**What needs to be done:**
Copy only this range: the line with "fingernail in this photo." through the final line of the material, inclusive at both ends.

◇ ◇ ◇ ◇

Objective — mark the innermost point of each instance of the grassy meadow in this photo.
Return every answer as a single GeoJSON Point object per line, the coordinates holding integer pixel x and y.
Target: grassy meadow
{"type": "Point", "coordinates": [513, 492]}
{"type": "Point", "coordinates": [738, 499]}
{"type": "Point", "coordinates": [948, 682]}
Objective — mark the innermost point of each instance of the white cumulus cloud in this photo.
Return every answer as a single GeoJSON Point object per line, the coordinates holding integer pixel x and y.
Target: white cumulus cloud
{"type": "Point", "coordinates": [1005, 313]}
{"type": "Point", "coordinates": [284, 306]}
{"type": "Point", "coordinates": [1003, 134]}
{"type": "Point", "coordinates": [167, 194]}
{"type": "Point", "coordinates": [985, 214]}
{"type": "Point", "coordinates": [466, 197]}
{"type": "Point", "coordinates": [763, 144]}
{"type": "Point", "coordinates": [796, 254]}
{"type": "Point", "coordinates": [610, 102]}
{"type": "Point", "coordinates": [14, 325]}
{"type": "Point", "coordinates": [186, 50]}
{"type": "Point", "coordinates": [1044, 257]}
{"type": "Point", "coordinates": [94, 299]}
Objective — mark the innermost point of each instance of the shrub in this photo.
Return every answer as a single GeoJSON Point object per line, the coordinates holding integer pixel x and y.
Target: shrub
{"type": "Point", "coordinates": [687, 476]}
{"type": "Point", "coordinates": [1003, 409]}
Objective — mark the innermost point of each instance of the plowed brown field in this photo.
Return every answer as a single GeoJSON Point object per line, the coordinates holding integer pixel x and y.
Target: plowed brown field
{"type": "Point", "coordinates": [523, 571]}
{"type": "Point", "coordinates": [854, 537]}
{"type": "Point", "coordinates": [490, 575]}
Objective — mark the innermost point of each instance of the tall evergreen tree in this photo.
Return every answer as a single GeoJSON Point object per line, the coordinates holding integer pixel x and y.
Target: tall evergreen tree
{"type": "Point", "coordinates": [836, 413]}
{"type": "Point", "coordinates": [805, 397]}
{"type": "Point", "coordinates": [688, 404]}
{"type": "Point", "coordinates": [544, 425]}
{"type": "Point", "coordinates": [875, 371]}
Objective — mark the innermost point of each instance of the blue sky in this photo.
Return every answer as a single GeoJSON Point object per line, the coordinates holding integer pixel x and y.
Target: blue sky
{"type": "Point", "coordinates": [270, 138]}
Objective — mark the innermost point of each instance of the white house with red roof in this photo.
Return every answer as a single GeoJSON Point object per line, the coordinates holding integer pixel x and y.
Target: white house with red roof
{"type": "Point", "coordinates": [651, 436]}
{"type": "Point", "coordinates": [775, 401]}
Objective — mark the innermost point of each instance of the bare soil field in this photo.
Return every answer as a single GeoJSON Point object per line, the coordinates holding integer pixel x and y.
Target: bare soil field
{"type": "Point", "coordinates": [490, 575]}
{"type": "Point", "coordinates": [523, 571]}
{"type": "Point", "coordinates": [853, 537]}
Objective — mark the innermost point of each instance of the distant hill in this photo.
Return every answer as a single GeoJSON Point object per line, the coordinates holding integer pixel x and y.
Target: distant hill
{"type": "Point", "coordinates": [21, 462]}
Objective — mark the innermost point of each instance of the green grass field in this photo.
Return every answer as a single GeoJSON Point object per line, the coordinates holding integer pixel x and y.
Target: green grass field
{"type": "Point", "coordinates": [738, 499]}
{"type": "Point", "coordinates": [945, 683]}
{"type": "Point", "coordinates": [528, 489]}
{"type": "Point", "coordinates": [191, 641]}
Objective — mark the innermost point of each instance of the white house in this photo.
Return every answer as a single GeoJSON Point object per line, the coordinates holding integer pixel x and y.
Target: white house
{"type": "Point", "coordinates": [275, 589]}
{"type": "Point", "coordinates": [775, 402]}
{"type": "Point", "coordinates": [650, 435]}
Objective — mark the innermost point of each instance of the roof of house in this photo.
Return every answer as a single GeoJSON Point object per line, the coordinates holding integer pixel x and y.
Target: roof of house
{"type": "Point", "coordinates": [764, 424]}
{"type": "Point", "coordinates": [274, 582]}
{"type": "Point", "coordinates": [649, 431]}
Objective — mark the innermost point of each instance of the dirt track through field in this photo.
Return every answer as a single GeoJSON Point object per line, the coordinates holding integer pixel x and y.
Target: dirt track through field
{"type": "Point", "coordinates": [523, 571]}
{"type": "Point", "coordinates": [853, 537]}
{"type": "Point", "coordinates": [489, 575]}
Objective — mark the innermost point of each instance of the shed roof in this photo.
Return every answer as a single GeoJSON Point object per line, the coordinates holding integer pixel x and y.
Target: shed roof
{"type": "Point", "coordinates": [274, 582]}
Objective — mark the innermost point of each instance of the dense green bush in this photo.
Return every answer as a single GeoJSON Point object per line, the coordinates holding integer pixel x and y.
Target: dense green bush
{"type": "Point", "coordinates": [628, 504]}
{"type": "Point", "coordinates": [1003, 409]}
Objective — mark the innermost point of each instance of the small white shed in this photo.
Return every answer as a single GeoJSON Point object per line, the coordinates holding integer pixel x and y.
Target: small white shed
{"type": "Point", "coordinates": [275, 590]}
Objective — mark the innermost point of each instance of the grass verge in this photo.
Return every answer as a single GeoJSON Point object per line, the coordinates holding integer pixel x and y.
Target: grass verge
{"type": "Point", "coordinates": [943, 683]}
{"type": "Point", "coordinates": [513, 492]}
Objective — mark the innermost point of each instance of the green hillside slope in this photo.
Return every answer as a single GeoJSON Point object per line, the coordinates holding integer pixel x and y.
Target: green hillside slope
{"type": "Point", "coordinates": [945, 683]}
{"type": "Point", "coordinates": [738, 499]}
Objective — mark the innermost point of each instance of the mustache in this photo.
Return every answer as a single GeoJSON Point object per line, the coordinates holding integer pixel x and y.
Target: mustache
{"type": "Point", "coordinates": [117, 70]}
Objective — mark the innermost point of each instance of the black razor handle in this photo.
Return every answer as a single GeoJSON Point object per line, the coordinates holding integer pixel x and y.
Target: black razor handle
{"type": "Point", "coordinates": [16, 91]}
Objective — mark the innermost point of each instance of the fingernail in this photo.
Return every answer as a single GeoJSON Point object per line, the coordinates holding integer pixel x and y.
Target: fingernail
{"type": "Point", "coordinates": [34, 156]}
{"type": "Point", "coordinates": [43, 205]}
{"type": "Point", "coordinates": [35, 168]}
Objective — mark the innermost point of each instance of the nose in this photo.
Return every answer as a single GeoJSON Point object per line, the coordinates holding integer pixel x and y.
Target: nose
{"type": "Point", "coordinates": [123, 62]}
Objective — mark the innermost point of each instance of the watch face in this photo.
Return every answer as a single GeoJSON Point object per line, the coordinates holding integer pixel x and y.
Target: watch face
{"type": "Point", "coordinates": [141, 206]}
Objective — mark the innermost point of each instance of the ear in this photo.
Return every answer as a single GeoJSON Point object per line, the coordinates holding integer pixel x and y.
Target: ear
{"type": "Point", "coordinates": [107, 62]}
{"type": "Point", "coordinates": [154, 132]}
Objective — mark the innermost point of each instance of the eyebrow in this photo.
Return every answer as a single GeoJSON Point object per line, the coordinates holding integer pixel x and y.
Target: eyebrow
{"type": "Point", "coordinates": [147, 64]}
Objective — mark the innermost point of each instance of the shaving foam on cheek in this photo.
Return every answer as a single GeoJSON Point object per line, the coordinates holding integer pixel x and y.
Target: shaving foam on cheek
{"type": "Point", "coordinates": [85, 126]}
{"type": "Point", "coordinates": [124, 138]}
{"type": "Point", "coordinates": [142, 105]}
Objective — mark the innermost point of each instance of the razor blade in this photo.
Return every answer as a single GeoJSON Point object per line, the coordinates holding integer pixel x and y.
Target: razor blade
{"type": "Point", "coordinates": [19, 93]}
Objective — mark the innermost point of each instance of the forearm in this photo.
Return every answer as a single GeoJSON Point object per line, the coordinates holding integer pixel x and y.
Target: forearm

◇ ◇ ◇ ◇

**Answer for this exercise:**
Objective — mark the innermost point of each instance of the fingernail in this photo.
Return every answer as a single GeoJSON Point object per line, the coordinates holding integer pixel x and y.
Target: fingernail
{"type": "Point", "coordinates": [34, 156]}
{"type": "Point", "coordinates": [43, 205]}
{"type": "Point", "coordinates": [35, 168]}
Objective — mark the innermost point of each instance of the nose in this photo.
Return every answer as a single GeoJSON Point object per line, the coordinates holding integer pixel x and y.
Target: nose
{"type": "Point", "coordinates": [123, 62]}
Objective — mark the innermost point of each instance of the watch face in this photo.
Return every answer as a single GeoJSON Point object per line, the coordinates holding integer pixel x and y.
Target: watch face
{"type": "Point", "coordinates": [141, 206]}
Objective — mark the innermost point of each instance of the ear in this photo.
Return every answer as a single GeoJSON Point object per line, the coordinates holding integer pixel x and y.
Target: ear
{"type": "Point", "coordinates": [107, 62]}
{"type": "Point", "coordinates": [154, 132]}
Objective — mark the innermost point of each instance of the eyebrow in this photo.
Return every answer as a single GeoJSON Point object per line, the coordinates holding integer pixel x and y.
Target: eyebrow
{"type": "Point", "coordinates": [147, 64]}
Objective — mark the innermost point of each instance of the shaving foam on cheek in this photo.
Return every answer as a single GeoJSON Point object per line, the coordinates holding integer pixel x and y.
Target: shaving foam on cheek
{"type": "Point", "coordinates": [85, 126]}
{"type": "Point", "coordinates": [124, 138]}
{"type": "Point", "coordinates": [142, 105]}
Objective — mark the innermost point of each instance of the razor blade in this photo.
Return every answer as a single GeoJSON Point object per line, the coordinates holding integer pixel x and y.
Target: razor blade
{"type": "Point", "coordinates": [19, 93]}
Objective — mark the innermost point of each instance of the forearm in this photo.
Return every answer as a single GeoJSON Point object per line, the coordinates holding integer pixel x and y.
Target: forearm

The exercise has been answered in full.